**Document extract**
Senate President Renan Calheiros, who was overseeing the proceedings, told reporters that impeachment would be "traumatic" for Brazil.

Brasila: Brazil's Senate held a marathon debate today on suspending and impeaching President Dilma Rousseff, whose hours in office appeared to be numbered as the Supreme Court rejected her bid to halt the proceedings.

Even Rousseff's allies said she had no chance of surviving the Senate vote, which could end 13 years of leftist rule in Latin America's biggest country.

Rousseff is accused of illegal accounting maneuvers, but says the charges are trumped up and amount to a "coup" by her right-wing opponents.

A simple majority in the 81-member Senate will trigger Rousseff's six-month suspension pending trial. A two-thirds majority would then be needed to remove her permanently.

Senate President Renan Calheiros, who was overseeing the proceedings, told reporters that impeachment would be "traumatic" for Brazil.

But Rousseff's chances of avoiding it all but evaporated as the high court denied her attorney general's last-ditch attempt to stop the process.

Rousseff had argued that the architect of the impeachment drive, lower house speaker Eduardo Cunha manipulated the process to avoid facing trial himself for allegedly taking millions in bribes in a huge corruption scandal centered on state oil company Petrobras.

Cunha was himself suspended by the Supreme Court last week for abuse of office.

But Justice Teori Zavascki ruled the government's case lacked "legal plausibility."

That cleared what looked to be the last potential barrier ahead of a vote that the Senate leader said he expected to hold tonight.

He said Rousseff would be formally notified of her suspension on Thursday and he would discuss with her the details of how she would hand over power to her vice president-turned-enemy, Michel Temer.

Due to host the Olympic Games in less than three months, Brazil is struggling with its worst recession in decades and a corruption scandal reaching deep into the political and business elite.

The political crisis has left the sprawling South American country deeply divided between those outraged at Rousseff for presiding over an economic collapse and colossal graft, on the one hand, and on the other those loyal to her Workers' Party for transformative social programs that lifted tens of millions of people from poverty.

**Data provided**

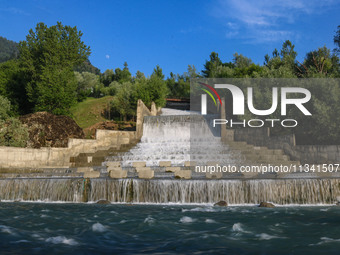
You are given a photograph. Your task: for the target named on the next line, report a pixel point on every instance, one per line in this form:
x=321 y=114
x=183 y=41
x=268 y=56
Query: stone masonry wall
x=13 y=157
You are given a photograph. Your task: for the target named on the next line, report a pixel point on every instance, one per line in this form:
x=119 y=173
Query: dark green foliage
x=337 y=41
x=8 y=50
x=86 y=66
x=5 y=108
x=12 y=86
x=48 y=57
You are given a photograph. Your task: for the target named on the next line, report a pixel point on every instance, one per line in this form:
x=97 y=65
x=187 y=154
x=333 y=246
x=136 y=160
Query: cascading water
x=177 y=138
x=288 y=191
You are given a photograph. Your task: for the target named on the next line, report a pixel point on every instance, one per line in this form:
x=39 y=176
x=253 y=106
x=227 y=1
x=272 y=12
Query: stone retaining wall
x=13 y=157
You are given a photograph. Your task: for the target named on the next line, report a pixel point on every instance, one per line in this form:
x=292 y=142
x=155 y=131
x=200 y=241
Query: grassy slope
x=89 y=112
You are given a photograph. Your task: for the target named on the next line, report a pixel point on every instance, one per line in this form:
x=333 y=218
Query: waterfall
x=42 y=189
x=178 y=138
x=283 y=191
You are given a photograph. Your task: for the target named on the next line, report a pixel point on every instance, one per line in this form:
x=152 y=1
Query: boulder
x=221 y=203
x=265 y=204
x=103 y=202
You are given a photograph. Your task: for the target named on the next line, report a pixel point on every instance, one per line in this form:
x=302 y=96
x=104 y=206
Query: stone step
x=267 y=157
x=265 y=152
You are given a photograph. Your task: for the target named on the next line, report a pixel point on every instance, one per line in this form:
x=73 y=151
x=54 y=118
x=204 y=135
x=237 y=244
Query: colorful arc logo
x=204 y=97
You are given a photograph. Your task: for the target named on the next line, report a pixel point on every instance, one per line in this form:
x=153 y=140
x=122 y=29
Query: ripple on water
x=149 y=219
x=325 y=240
x=61 y=240
x=186 y=219
x=7 y=230
x=97 y=227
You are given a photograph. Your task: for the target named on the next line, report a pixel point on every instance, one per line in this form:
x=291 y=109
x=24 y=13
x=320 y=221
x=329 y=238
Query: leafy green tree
x=211 y=65
x=87 y=83
x=86 y=66
x=337 y=41
x=320 y=63
x=13 y=133
x=48 y=57
x=8 y=50
x=12 y=86
x=5 y=108
x=125 y=101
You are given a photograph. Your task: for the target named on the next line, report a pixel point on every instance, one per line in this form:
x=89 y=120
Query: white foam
x=97 y=227
x=7 y=230
x=61 y=240
x=264 y=236
x=200 y=209
x=186 y=219
x=326 y=240
x=149 y=219
x=237 y=227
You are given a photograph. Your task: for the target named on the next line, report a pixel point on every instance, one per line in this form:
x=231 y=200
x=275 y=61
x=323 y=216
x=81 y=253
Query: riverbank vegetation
x=50 y=71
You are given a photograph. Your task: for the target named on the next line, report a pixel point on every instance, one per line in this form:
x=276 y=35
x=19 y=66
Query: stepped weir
x=176 y=139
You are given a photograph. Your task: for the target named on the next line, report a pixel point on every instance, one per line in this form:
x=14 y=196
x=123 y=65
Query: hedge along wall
x=14 y=157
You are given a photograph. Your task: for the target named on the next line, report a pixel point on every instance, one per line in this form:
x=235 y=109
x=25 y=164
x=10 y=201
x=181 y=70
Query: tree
x=211 y=65
x=320 y=63
x=87 y=83
x=8 y=49
x=337 y=41
x=48 y=57
x=12 y=86
x=5 y=108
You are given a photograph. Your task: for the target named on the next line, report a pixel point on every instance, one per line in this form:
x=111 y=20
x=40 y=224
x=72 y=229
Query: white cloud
x=264 y=20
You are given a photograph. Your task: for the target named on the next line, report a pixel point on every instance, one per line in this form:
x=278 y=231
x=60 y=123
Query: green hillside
x=90 y=111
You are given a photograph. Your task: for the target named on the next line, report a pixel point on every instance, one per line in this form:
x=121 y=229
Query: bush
x=13 y=133
x=5 y=108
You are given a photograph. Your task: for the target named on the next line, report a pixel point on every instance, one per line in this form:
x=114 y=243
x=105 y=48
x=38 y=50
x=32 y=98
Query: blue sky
x=177 y=33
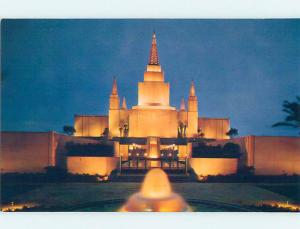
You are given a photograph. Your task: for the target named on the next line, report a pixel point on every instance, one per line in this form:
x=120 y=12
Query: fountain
x=155 y=196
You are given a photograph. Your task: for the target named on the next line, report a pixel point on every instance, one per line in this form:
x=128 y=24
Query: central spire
x=153 y=59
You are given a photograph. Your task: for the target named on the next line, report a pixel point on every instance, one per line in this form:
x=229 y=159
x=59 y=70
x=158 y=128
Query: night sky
x=243 y=69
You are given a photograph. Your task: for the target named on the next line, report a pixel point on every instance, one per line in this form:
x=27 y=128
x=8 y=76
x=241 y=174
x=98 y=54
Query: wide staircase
x=137 y=175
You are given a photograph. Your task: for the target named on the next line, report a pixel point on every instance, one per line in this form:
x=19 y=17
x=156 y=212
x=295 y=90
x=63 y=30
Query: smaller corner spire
x=192 y=89
x=182 y=105
x=114 y=90
x=124 y=105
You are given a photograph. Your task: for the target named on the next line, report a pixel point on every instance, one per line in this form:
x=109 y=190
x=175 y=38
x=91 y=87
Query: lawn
x=88 y=196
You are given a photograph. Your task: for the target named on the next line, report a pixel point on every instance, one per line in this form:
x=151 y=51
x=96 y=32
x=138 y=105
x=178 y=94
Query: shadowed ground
x=90 y=196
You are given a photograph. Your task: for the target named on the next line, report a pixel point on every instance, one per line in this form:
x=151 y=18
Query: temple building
x=150 y=134
x=143 y=123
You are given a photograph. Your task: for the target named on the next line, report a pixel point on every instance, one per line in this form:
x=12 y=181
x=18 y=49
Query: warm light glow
x=155 y=195
x=156 y=184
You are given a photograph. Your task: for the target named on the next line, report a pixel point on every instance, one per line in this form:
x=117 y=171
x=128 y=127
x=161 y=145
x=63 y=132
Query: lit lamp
x=155 y=196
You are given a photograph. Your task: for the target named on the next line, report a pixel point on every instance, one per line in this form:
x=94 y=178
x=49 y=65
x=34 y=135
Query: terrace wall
x=27 y=151
x=92 y=165
x=214 y=166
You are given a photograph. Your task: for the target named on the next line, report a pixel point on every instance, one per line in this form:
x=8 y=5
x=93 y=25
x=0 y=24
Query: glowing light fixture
x=155 y=195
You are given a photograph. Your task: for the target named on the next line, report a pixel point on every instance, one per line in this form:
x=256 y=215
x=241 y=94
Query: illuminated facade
x=153 y=111
x=150 y=134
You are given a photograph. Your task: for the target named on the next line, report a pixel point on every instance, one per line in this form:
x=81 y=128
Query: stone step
x=123 y=177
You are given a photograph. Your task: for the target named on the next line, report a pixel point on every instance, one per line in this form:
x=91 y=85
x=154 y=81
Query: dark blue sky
x=243 y=69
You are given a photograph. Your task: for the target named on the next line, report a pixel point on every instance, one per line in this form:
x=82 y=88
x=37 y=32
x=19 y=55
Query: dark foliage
x=293 y=114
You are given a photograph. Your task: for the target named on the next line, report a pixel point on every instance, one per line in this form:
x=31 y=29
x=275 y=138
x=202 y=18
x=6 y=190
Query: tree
x=293 y=111
x=232 y=132
x=70 y=130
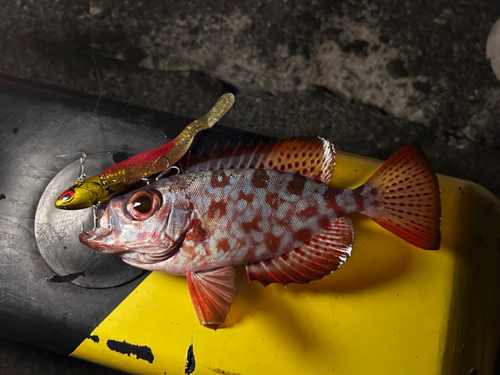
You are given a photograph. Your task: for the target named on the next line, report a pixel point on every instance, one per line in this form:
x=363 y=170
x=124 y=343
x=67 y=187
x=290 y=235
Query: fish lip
x=92 y=238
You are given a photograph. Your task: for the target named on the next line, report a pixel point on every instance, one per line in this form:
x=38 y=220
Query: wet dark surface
x=369 y=76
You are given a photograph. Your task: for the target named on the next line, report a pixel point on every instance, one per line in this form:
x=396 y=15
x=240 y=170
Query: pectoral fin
x=317 y=258
x=212 y=294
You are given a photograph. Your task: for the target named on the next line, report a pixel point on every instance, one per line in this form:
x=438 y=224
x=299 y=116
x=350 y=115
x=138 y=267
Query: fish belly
x=247 y=216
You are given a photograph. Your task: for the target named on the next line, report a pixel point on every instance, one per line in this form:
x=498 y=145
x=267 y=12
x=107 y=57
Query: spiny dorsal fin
x=317 y=258
x=309 y=156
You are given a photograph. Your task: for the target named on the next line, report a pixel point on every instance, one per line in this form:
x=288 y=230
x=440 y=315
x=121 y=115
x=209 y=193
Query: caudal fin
x=409 y=192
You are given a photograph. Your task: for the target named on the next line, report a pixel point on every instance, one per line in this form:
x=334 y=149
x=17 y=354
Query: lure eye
x=67 y=195
x=143 y=204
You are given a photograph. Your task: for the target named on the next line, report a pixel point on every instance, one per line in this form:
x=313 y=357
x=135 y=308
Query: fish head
x=83 y=194
x=133 y=223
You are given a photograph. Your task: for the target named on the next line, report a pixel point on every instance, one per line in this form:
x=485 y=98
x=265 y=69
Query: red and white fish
x=284 y=227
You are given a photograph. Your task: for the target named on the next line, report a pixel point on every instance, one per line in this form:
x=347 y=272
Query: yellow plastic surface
x=391 y=309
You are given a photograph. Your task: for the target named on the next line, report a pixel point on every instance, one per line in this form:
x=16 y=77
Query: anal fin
x=212 y=293
x=319 y=257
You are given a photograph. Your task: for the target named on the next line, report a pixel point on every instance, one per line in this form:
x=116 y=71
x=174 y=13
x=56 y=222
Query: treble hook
x=83 y=156
x=94 y=215
x=83 y=228
x=82 y=175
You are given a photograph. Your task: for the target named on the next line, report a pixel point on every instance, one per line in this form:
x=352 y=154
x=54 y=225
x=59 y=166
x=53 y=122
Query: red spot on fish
x=274 y=200
x=272 y=242
x=196 y=235
x=216 y=210
x=307 y=212
x=251 y=225
x=296 y=185
x=250 y=255
x=223 y=244
x=246 y=197
x=219 y=180
x=260 y=179
x=302 y=235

**Exercises to complete**
a) In the article on Brazil's impeachment debate, which justice ruled that the government's case lacked "legal plausibility"?
b) Copy out everything in the rows from their start down to the line containing "x=288 y=191", with both ends included and the pictures omitted.

**Answers in order**
a) Justice Teori Zavascki.

b)
You are given a photograph. Your task: for the target named on the next line, report a pixel point on every instance, one per line in this form:
x=321 y=114
x=183 y=41
x=268 y=56
Query: stone masonry wall
x=13 y=157
You are given a photograph. Your task: for the target named on the next line, report a pixel point on every instance, one per line in this form:
x=119 y=173
Query: dark green foliage
x=337 y=41
x=8 y=50
x=86 y=66
x=5 y=108
x=12 y=86
x=48 y=57
You are given a photograph. Your task: for the target named on the next line, report a pixel point on every instance, one per line in this form:
x=97 y=65
x=187 y=154
x=333 y=246
x=136 y=160
Query: cascading water
x=177 y=138
x=288 y=191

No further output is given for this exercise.